*Work order*: In the records below, find the line containing "of the teacup", then reproduce that line and every one after it to the end, exactly and alone.

[Entries taken from a collection]
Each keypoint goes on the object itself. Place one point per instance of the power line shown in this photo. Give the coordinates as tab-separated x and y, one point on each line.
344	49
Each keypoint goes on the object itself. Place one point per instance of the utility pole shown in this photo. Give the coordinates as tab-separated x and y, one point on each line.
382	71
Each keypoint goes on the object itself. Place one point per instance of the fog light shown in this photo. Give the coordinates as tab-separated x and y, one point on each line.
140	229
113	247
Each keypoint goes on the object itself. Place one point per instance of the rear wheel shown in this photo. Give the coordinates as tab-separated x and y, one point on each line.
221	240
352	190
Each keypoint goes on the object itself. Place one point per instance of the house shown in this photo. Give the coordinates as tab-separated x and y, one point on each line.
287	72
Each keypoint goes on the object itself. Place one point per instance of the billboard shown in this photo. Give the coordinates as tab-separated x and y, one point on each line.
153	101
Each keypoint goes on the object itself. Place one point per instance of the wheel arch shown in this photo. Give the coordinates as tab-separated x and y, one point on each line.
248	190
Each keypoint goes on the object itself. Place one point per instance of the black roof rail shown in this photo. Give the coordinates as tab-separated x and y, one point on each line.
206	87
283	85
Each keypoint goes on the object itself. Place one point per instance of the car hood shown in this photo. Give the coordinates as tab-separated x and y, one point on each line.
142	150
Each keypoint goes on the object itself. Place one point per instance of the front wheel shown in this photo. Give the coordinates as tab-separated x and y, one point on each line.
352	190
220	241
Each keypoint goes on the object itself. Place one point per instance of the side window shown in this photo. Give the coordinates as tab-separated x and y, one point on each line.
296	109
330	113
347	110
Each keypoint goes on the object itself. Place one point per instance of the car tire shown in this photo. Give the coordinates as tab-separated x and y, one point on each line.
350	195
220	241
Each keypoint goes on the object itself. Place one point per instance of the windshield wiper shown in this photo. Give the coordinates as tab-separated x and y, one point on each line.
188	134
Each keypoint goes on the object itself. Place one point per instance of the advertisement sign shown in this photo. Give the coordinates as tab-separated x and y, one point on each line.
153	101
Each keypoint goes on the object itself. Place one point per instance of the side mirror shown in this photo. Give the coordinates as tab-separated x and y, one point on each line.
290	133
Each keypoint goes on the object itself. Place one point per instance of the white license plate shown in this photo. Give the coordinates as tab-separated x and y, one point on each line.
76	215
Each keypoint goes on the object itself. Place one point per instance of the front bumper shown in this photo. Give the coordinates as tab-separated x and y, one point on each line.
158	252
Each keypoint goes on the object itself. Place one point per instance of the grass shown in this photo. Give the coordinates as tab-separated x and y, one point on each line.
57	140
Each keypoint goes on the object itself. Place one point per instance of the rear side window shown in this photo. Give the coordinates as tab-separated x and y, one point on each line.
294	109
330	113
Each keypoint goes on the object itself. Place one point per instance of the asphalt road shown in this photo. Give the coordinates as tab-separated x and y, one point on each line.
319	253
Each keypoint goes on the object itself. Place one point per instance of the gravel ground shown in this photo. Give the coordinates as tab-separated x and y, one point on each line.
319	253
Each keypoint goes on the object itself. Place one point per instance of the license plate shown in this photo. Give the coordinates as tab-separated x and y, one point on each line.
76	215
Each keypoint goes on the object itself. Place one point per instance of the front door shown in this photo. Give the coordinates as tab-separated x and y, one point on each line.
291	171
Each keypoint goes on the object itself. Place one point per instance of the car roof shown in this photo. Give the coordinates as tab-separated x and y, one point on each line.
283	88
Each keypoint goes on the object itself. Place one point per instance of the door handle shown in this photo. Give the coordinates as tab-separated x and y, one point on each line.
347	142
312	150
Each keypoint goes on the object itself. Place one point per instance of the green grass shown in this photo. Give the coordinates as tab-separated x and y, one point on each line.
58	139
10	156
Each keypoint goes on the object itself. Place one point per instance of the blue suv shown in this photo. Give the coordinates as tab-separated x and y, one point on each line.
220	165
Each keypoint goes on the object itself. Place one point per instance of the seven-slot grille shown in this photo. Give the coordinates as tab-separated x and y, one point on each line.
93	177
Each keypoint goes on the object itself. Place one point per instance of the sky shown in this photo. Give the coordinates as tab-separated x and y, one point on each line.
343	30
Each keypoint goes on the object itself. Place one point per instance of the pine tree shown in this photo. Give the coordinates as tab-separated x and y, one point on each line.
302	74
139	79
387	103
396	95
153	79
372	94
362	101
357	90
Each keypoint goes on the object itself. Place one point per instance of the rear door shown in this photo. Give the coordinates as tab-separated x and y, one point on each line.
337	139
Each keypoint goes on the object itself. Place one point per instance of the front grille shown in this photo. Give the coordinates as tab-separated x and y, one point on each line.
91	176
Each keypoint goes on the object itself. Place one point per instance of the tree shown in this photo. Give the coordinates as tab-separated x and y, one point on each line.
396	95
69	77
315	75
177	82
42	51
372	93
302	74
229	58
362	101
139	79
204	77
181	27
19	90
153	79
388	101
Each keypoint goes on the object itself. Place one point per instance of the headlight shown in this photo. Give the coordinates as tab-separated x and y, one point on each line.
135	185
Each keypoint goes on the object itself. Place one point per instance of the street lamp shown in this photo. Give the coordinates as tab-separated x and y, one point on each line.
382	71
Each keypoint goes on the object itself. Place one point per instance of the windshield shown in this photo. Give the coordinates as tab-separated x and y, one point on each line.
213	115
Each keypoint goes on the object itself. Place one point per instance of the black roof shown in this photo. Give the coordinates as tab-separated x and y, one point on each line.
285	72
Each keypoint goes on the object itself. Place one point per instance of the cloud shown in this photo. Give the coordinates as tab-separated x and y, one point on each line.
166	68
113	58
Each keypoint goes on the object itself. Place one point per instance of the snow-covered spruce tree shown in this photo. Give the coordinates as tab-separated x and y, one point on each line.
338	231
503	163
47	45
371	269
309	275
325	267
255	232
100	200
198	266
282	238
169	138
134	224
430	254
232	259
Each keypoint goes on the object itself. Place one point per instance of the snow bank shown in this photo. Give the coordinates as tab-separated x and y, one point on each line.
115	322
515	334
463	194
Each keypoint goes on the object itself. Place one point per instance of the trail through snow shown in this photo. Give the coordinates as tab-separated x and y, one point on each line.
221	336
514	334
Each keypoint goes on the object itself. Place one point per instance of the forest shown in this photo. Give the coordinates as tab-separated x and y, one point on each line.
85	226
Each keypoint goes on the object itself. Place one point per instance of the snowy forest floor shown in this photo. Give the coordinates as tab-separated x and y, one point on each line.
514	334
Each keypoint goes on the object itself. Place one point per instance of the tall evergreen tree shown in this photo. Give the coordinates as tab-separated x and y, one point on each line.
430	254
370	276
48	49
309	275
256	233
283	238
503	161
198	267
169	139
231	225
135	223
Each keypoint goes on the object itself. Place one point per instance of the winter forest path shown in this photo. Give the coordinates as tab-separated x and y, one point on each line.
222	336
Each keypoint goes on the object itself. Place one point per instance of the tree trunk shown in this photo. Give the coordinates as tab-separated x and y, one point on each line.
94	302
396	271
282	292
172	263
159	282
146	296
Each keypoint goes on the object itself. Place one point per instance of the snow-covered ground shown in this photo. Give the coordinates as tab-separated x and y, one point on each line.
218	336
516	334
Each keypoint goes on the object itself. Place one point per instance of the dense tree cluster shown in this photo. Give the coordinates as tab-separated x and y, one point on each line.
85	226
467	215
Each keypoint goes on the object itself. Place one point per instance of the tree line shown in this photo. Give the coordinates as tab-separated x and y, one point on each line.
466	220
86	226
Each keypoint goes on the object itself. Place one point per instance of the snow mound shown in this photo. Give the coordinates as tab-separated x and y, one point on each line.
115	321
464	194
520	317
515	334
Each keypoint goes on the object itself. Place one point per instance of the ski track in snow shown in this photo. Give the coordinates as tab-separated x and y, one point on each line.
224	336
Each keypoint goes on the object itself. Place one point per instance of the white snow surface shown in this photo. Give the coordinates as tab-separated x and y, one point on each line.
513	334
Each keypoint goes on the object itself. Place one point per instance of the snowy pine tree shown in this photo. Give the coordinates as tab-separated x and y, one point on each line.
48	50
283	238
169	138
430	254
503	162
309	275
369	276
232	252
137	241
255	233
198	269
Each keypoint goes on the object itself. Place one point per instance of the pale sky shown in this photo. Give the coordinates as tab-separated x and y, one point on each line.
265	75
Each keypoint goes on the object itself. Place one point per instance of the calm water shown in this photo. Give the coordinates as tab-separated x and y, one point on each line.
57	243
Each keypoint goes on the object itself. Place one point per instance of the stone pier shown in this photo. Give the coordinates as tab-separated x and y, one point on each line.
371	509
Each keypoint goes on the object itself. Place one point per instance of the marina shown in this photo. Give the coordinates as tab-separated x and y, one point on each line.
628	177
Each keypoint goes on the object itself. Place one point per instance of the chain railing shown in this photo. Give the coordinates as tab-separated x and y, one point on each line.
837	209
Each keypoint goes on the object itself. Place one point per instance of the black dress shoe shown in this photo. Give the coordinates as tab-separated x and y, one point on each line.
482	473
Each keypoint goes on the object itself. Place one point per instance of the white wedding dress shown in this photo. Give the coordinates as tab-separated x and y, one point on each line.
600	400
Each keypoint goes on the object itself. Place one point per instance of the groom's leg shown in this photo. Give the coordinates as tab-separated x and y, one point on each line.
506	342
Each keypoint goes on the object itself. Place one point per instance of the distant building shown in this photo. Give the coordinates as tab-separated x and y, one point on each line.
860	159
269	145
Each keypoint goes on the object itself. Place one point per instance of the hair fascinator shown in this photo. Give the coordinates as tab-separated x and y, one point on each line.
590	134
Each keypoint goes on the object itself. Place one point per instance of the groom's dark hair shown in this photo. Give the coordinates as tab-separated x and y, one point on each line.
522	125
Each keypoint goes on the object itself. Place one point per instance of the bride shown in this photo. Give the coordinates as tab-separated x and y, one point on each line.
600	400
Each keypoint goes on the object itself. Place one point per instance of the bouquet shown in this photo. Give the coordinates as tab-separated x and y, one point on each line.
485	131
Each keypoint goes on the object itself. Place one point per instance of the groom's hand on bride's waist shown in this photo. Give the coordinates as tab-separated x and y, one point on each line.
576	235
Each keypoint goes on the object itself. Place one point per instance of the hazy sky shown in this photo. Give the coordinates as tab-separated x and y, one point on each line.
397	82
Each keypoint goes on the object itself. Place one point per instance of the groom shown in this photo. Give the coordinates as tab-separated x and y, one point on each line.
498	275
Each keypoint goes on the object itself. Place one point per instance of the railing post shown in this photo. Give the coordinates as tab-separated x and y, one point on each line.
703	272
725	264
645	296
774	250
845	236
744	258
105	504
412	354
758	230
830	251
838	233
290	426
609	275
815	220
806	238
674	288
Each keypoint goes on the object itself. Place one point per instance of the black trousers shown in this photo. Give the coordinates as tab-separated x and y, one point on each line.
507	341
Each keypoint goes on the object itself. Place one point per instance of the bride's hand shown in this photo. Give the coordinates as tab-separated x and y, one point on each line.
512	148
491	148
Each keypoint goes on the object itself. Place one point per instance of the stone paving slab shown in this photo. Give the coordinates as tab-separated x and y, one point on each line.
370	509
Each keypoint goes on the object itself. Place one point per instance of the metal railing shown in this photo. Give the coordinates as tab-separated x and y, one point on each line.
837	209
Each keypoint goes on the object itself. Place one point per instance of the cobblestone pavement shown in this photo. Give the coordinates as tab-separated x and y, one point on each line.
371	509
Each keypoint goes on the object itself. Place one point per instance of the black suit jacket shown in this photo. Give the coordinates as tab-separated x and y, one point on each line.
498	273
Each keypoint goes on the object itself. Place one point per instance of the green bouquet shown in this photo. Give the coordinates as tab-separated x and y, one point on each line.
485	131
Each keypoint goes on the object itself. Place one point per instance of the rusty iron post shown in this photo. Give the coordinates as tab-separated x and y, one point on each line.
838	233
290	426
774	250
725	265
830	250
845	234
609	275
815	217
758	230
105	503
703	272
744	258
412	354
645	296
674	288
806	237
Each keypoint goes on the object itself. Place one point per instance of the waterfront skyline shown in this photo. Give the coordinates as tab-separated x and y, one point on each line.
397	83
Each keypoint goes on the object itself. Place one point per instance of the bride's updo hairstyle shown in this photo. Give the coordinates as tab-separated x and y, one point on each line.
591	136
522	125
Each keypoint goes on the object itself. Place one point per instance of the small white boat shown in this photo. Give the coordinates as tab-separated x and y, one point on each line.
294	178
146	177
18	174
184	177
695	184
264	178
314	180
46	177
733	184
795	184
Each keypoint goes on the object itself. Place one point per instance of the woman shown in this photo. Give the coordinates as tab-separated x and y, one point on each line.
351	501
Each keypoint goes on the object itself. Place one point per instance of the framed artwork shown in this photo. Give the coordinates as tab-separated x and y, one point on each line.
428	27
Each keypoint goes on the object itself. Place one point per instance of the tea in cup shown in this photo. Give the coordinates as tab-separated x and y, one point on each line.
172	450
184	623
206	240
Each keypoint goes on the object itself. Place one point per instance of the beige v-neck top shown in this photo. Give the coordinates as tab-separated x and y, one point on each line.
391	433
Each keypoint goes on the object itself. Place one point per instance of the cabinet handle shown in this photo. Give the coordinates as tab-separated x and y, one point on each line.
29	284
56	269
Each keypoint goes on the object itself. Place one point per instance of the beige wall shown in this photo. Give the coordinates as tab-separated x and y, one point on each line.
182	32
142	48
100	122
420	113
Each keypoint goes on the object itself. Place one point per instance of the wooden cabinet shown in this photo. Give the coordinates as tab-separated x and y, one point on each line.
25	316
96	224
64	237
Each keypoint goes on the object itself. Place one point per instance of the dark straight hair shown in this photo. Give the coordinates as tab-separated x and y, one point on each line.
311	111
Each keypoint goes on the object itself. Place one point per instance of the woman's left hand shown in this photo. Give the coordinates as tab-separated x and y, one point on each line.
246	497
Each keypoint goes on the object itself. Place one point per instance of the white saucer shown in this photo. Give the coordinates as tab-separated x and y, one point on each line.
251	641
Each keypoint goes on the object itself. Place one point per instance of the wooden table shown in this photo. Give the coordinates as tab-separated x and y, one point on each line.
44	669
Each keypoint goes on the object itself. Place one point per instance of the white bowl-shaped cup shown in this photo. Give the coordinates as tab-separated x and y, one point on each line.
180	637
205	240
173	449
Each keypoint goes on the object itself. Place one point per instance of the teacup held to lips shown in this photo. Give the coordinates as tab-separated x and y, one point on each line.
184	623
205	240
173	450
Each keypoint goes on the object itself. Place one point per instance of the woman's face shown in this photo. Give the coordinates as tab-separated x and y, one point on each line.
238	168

*Answer box*:
Each keypoint goes on the object itself. Place one point per instance of the teacup held to lips shown in this photo. Give the coordinates as tab-separated x and y, one point on each line.
184	623
205	240
173	450
Each keypoint goes on the object itself. Place one point per instance of the woman's face shown in this photo. Give the coordinates as tab-separated x and y, one point on each line.
238	168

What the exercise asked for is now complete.